EXTRACTED TEXT:

════════

The big picture
Rising inflation and demand as a crisis currency are two fundamental reasons for a rising price.
Gold price and inflation
The low interest rate environment, rising inflation, demand as a crisis currency, a strong US dollar, and physical demand for gold for jewelry production or as an industrial metal argue for a higher price level in the medium term. At a current price of just under USD 1,800 per ounce, the precious metal went into reverse gear again in the short term.
Gold was one of the best-performing asset classes in 2020, reaching an all-time high of USD 2,067 at the beginning of August 2020. In the last twelve months, the price of the precious metal moved between around USD 1,685 and USD 1,950 at a lower level with noticeable volatility.
Canadian company searching for gold
Vancouver-based Barsele Minerals Corp. is a Canadian mineral exploration company whose sole, but highly prospective asset is the advanced Barsele gold project in northern Sweden. It is operated through a joint venture with major Agnico Eagle Mines Limited (TSX: AEM, market value: CAD 16.8 billion).
With 55% ownership, Agnico Eagle owns the majority, with Barsele holding the remaining 45%. It is a comfortable and low-risk position for Barsele, as Agnico Eagle bears the costs as operator. Barsele itself does not have to spend any cash until a pre-feasibility study is completed. However, with the completion of the pre-feasibility study, the major can acquire another 15% in the project, bringing it up to 70%. In recent months, both joint venture partners presented a letter of intent whereby Barsele Minerals could acquire the project outright.

════════

MATERIAL SUPPLIED:
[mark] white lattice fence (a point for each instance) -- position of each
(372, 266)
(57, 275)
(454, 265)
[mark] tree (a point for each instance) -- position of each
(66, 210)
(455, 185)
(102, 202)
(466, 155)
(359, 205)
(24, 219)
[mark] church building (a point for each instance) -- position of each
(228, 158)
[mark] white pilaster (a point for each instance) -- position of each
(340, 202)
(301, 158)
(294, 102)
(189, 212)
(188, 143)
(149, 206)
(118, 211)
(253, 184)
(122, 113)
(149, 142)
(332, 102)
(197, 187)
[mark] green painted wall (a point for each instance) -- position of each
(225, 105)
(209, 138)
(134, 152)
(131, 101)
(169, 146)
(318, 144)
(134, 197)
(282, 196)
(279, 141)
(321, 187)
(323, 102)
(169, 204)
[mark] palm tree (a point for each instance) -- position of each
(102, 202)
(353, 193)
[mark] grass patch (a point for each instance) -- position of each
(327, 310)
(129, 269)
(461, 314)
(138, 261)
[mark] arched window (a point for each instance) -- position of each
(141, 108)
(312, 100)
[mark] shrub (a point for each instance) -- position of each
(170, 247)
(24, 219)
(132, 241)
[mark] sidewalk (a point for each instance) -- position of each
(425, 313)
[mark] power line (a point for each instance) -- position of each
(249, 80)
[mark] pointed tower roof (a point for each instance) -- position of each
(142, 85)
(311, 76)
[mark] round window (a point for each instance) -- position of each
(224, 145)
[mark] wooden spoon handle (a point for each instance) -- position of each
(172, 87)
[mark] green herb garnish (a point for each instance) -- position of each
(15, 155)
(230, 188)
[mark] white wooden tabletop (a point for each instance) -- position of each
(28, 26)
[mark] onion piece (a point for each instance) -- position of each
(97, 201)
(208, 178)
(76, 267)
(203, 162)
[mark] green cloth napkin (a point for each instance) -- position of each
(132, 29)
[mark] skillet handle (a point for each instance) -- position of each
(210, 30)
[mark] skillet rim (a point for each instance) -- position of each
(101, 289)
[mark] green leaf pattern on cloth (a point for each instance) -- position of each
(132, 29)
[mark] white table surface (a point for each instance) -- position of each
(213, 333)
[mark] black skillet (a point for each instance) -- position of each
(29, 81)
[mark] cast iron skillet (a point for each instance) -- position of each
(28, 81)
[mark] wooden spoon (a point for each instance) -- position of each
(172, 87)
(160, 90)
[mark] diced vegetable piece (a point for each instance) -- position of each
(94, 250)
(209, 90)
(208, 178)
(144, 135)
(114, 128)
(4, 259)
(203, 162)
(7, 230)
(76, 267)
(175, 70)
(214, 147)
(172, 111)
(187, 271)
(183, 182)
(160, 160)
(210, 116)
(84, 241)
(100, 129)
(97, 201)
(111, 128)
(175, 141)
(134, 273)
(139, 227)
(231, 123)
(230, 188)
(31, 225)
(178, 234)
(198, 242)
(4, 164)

════════

TASK PROMPT: Please state the all-time high that gold reached at the beginning of August 2020, according to the gold price text above.

RESULT BELOW: USD 2,067